*Text section*

Tutorials

Hazard Curve Calculator

This tutorial demonstrates how to replicate the hazard curve figures presented.

Start by downloading and launching the Hazard Curve Calculator application and follow the instructions below to reproduce various figures.

UCERF3 Epistemic List ERF

1. Choose the IMR (or attenuation relationship) by choosing Campbell and Bozorgnia (2014) from the first list in the "Set IMR" window.
2. Set the IMT (intensity-measure type) by choosing "PGA" from the first list in the "Set IMT" window.
3. Set the latitude and longitude in the "Set Site Params" window to be 37.8 and -122.417, respectively. This is a site near downtown San Francisco that happens to be a class "B" site according to the site-conditions map of Wills et al. (2000). An alternative way to set this latitude and longitude is to select "Sites of Interest" from the "Control Panels" list at the bottom of the application, and then choose "San Francisco Class B" from the window that pops up.

*Direction*
Reproduce the hazard curve tutorial word for word from "Start by downloading" to "that pops up.".

*Extracted information*
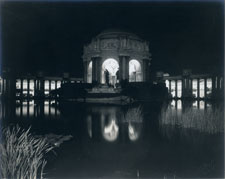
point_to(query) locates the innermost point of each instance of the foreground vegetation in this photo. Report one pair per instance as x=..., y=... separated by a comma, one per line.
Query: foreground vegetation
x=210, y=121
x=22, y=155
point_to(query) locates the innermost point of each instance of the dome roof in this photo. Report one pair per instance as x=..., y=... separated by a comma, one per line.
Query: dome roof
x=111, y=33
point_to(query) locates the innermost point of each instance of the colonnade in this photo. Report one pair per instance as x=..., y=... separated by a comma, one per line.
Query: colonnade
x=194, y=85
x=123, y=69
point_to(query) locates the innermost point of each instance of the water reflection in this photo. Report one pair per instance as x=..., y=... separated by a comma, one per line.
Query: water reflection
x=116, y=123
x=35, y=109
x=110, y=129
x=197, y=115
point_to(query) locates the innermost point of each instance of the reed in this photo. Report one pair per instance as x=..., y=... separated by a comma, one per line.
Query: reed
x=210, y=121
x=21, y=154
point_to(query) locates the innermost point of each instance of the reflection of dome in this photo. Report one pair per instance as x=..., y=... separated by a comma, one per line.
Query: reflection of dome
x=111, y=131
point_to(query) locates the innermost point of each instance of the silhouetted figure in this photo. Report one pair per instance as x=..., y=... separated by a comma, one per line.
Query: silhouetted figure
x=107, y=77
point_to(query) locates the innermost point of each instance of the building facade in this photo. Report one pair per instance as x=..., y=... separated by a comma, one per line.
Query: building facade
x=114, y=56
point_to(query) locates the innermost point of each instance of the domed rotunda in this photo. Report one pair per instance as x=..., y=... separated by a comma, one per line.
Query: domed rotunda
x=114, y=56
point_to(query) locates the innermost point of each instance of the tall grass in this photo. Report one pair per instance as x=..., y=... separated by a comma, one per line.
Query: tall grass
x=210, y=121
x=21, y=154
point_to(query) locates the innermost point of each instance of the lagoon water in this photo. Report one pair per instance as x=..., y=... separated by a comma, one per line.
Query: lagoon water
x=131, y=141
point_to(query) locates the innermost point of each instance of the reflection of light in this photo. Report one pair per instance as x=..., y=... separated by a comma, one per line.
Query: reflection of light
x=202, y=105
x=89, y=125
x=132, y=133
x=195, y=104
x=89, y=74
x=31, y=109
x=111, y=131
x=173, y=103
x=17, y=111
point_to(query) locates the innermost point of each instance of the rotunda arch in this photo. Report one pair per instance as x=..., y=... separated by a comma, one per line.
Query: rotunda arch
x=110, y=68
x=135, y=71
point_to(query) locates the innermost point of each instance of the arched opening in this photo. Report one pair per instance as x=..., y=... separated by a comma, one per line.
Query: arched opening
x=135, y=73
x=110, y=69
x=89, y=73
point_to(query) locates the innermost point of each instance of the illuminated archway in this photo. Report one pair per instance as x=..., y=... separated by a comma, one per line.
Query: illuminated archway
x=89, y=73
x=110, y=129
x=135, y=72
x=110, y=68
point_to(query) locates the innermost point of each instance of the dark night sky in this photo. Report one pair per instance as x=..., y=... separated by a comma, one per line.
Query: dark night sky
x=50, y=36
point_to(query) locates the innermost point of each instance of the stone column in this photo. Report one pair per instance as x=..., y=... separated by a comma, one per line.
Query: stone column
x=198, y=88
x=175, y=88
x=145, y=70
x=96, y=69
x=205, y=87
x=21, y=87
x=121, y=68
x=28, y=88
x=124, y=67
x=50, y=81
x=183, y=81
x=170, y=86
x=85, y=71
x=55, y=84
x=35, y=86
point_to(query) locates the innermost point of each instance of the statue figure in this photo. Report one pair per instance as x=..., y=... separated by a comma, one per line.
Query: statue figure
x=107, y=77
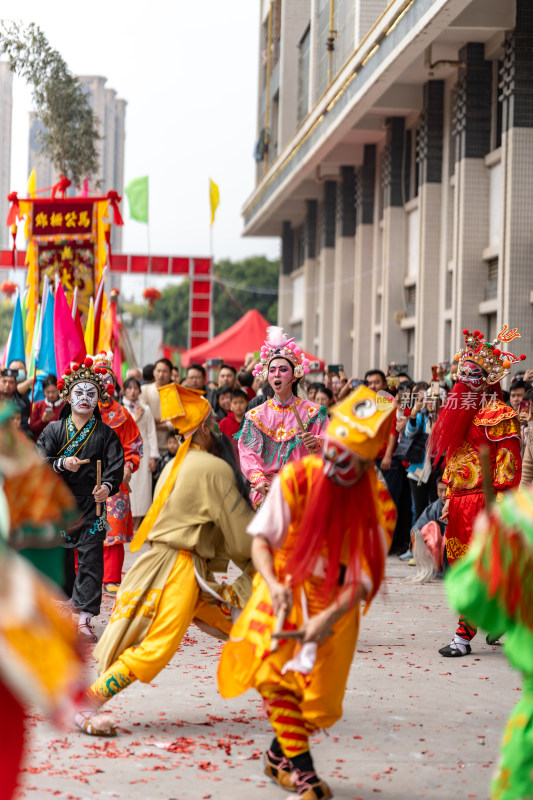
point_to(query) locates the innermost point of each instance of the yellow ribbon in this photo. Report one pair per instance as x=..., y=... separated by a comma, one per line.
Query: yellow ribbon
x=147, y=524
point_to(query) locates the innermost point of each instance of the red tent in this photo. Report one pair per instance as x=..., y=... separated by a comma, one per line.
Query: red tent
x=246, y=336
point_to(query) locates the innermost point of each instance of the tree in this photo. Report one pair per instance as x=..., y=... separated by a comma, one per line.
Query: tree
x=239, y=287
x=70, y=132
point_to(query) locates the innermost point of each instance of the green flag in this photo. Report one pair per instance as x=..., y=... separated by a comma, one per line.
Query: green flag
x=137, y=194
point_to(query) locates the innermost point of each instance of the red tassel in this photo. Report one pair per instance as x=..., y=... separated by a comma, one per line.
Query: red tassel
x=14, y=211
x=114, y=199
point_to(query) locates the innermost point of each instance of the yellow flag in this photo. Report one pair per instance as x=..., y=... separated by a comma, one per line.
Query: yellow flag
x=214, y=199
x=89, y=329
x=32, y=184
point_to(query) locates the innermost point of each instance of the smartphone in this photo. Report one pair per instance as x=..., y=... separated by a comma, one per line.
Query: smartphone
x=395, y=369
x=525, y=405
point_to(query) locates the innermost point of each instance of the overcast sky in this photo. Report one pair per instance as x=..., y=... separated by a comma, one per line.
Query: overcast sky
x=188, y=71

*Task answer*
Start by downloading and launching the Hazard Curve Calculator application and follow the instructions below to reproduce various figures.

UCERF3 Epistemic List ERF

1. Choose the IMR (or attenuation relationship) by choosing Campbell and Bozorgnia (2014) from the first list in the "Set IMR" window.
2. Set the IMT (intensity-measure type) by choosing "PGA" from the first list in the "Set IMT" window.
3. Set the latitude and longitude in the "Set Site Params" window to be 37.8 and -122.417, respectively. This is a site near downtown San Francisco that happens to be a class "B" site according to the site-conditions map of Wills et al. (2000). An alternative way to set this latitude and longitude is to select "Sites of Interest" from the "Control Panels" list at the bottom of the application, and then choose "San Francisco Class B" from the window that pops up.